[Named object pointing entries]
* Start *

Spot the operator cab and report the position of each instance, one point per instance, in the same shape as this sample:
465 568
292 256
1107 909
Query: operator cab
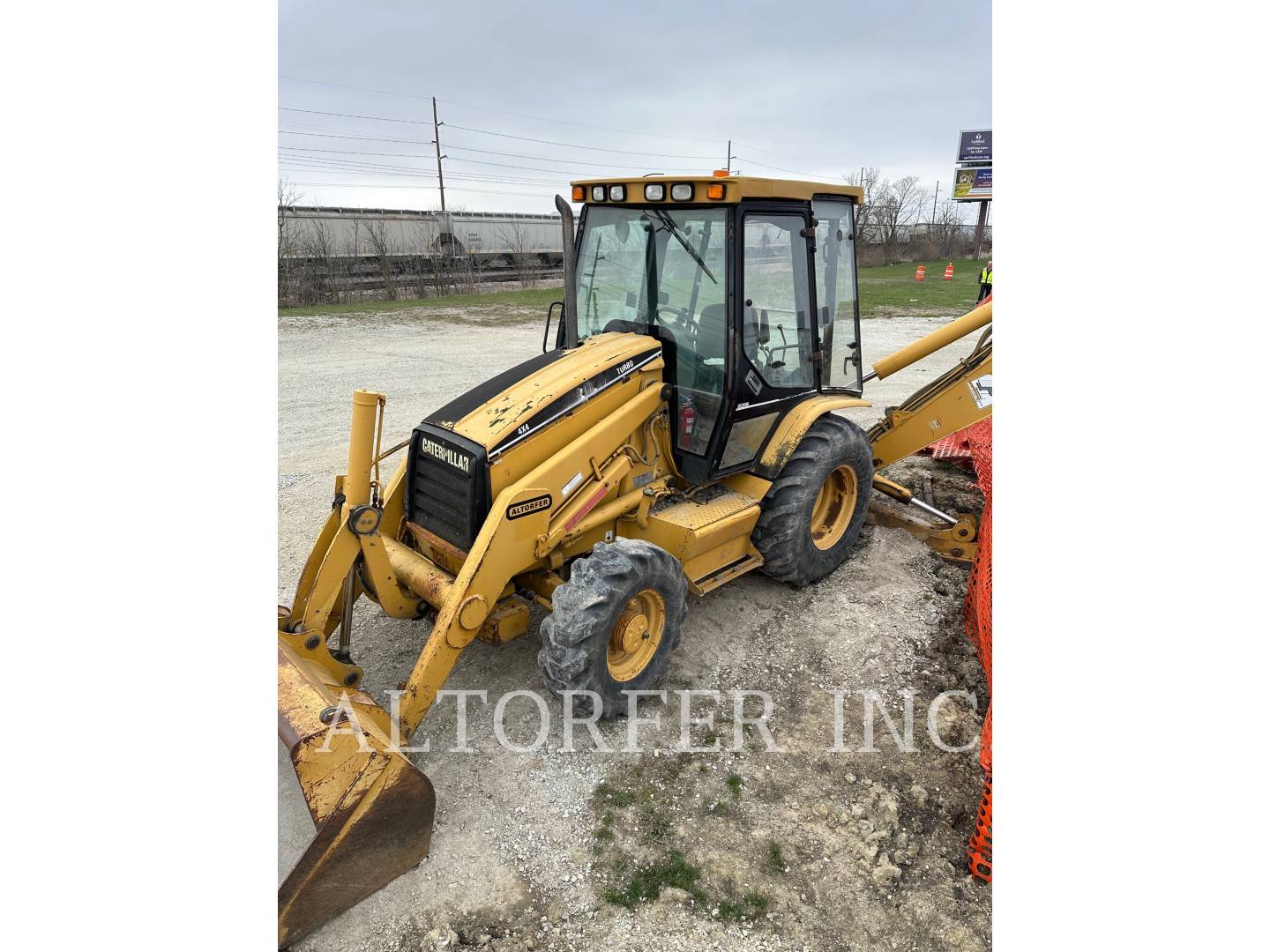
750 285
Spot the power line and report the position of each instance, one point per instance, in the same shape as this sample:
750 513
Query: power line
504 112
764 165
592 149
502 135
475 190
482 152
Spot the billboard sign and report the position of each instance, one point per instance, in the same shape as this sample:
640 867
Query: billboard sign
975 146
972 184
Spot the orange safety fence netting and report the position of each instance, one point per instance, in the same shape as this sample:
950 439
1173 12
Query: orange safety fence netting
977 442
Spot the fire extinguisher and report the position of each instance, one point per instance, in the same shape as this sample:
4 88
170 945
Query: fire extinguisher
687 420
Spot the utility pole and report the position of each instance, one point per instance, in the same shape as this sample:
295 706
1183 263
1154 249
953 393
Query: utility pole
979 227
436 132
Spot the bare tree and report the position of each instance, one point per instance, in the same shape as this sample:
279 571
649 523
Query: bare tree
351 257
868 179
288 196
947 228
897 206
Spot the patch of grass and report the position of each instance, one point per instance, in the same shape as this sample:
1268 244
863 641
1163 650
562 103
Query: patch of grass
611 796
646 881
775 859
537 299
891 290
750 906
655 824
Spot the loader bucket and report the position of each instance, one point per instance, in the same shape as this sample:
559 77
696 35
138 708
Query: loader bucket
371 807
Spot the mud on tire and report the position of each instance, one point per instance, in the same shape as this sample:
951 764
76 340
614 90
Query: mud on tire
784 531
576 635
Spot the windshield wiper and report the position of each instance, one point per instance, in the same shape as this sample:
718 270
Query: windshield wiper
675 230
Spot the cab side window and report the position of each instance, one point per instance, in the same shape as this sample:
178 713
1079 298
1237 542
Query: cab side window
836 292
775 316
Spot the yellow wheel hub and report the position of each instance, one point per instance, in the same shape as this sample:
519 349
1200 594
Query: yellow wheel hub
834 504
635 635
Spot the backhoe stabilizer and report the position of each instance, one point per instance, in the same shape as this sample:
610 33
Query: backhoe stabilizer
372 807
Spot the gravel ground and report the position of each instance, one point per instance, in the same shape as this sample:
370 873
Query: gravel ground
803 850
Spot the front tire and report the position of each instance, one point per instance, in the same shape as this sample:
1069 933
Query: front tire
814 510
614 623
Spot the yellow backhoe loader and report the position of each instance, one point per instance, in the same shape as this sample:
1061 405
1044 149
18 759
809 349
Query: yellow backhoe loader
677 435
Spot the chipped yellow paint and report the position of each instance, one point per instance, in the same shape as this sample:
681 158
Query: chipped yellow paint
498 419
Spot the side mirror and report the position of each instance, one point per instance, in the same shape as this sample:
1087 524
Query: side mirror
546 331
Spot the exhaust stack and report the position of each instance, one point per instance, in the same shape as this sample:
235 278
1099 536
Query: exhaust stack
571 277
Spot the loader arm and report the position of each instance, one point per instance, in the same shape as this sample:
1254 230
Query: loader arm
372 807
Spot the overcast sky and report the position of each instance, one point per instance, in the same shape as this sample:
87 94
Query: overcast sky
803 89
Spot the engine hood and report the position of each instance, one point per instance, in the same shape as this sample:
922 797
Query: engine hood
508 407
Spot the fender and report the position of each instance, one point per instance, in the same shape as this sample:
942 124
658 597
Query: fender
788 433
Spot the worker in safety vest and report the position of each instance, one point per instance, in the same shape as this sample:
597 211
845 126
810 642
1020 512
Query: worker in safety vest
986 282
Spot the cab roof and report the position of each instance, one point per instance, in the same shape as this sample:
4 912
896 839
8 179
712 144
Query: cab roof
736 188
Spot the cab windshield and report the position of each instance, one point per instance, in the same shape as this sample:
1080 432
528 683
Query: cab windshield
646 267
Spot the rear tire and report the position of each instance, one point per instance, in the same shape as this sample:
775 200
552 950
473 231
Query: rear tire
814 510
614 623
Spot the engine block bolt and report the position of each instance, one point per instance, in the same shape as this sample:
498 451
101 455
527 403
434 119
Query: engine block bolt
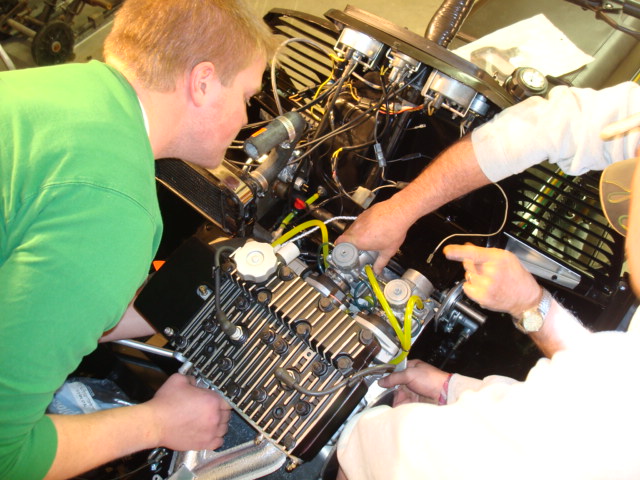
259 395
303 408
280 346
204 292
291 466
242 304
286 274
226 364
303 330
234 390
263 296
318 368
366 336
289 442
344 363
325 304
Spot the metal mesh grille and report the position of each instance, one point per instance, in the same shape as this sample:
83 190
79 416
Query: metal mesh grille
561 216
305 66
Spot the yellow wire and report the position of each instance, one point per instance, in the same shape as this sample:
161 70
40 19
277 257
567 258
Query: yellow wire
383 302
290 217
303 226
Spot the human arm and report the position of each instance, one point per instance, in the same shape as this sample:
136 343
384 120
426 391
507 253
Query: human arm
132 325
563 129
179 417
503 430
383 226
496 280
419 382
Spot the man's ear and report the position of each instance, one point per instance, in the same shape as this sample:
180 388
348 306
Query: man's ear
203 82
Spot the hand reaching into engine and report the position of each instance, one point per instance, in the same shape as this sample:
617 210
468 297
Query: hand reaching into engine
496 279
419 382
382 228
188 417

* End *

• CHALLENGE
Please rewrite everything from the line containing "Spot the metal" down to the end of the material, putting "Locate" in place of "Spot" and changing nothing else.

• RESPONSE BELOW
Locate the metal mesh grille and report the position of each instance, one point per instance, in the same shape as this sample:
83 190
79 416
Query: metal mesh grille
561 216
305 66
Locate the yellow wire and report the position of each instance, one point per instance, in the same shape as this sample:
161 70
40 19
277 257
567 258
Query: yellow wire
383 302
290 217
303 226
Locate the human arm and report the position of each instance, one point per instance, in the same shape as this sample:
136 343
384 120
426 391
507 253
Query: human arm
132 325
563 129
179 417
503 430
383 226
496 280
419 382
Locate the man's ear and report the position of each instance, one point per instance, in the same shape as this sample:
180 388
348 306
Query: man's ear
203 82
Locate the hand reaching into engine and report the position of each instance, one point per instance, in the same shape as this sample:
617 210
468 297
Query: hand reaching into engine
496 279
419 382
382 228
188 417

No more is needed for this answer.